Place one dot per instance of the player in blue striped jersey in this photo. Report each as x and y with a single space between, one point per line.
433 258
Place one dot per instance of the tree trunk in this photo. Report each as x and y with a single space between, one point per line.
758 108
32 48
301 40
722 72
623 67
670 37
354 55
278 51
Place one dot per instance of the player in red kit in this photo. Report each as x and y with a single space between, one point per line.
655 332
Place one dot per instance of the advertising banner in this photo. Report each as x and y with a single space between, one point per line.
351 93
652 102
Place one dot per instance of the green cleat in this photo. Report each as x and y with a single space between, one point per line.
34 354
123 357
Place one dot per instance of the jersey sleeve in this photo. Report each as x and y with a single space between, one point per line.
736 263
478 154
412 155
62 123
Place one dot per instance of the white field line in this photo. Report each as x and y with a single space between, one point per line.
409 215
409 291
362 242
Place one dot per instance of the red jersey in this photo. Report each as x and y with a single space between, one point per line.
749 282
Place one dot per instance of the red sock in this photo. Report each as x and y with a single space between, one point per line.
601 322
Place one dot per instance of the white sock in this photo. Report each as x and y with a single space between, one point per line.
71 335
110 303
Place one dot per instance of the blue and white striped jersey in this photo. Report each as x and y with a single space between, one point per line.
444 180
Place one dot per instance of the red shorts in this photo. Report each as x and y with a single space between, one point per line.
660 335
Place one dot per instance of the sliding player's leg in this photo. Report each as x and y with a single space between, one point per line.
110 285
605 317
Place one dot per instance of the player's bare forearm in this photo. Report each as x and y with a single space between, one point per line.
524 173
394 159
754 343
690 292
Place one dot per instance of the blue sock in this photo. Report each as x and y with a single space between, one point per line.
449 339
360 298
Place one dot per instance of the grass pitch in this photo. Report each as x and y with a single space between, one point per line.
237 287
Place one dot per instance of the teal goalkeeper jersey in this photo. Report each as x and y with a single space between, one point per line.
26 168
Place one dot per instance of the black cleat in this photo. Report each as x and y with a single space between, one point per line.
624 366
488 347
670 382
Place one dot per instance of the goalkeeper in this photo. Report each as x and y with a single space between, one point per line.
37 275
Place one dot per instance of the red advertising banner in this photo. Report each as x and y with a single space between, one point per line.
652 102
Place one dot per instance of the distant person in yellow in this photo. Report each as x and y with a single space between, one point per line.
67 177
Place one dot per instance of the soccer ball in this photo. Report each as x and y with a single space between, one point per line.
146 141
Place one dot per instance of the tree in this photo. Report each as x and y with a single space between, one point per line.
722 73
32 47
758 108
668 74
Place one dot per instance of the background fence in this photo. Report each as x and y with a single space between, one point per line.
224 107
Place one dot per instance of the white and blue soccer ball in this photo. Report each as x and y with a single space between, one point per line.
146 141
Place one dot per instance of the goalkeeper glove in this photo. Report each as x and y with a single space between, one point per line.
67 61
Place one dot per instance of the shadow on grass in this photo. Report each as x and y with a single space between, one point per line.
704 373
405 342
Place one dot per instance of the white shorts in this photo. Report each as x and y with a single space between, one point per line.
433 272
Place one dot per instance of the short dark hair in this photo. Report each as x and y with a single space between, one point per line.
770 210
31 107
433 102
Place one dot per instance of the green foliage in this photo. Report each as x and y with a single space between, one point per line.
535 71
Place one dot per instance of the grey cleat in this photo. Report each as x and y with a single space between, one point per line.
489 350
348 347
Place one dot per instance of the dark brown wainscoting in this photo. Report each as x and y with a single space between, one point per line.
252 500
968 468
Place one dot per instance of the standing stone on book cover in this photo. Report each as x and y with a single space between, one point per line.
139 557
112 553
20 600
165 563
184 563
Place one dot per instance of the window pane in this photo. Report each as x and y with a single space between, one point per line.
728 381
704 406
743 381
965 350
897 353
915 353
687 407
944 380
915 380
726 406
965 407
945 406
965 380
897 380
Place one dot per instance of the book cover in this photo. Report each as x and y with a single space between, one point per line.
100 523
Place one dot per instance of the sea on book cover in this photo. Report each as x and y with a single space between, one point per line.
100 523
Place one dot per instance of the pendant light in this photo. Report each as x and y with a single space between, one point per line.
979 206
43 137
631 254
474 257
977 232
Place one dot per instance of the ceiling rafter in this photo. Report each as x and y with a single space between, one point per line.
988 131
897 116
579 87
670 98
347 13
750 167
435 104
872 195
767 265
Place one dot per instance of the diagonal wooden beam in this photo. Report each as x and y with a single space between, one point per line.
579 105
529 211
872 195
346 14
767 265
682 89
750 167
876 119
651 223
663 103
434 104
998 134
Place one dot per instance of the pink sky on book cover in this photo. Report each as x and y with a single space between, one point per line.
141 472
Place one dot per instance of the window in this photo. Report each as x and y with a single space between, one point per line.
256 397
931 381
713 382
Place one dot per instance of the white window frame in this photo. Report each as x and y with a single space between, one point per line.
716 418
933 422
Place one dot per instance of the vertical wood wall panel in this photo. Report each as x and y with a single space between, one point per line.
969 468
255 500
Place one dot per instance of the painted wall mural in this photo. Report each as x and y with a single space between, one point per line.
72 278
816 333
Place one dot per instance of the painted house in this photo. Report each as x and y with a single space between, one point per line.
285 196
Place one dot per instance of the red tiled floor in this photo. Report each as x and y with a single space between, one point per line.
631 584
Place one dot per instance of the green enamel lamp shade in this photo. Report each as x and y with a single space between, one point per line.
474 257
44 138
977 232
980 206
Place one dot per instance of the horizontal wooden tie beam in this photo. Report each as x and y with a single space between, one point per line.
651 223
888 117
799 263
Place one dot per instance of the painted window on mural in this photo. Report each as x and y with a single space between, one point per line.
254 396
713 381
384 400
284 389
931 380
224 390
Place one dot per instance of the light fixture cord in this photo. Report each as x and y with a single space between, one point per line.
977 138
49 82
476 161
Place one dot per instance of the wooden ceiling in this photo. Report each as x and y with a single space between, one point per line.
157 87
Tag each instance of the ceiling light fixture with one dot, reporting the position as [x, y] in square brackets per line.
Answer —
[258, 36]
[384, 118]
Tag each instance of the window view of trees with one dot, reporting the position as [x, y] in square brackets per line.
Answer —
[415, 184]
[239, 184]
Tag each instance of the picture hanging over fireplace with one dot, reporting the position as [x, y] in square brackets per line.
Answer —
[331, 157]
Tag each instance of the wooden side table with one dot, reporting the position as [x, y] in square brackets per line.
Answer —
# # # # # # #
● DIRECTIONS
Which lines in the data above hold the string "position"? Show each one.

● ANSWER SPACE
Tag each instance of the ceiling light fixture with one dot, reporting the position as [x, y] in square brackets per line.
Tag each instance of the window view of trees with one dot, reporting the position as [x, y] in square brackets per line.
Tag each instance of the picture hanging over fireplace with one dot, reporting the position as [x, y] in square brackets per line.
Tag each instance of the wooden side table with one dot, reporting the position as [x, y] in square brackets per line.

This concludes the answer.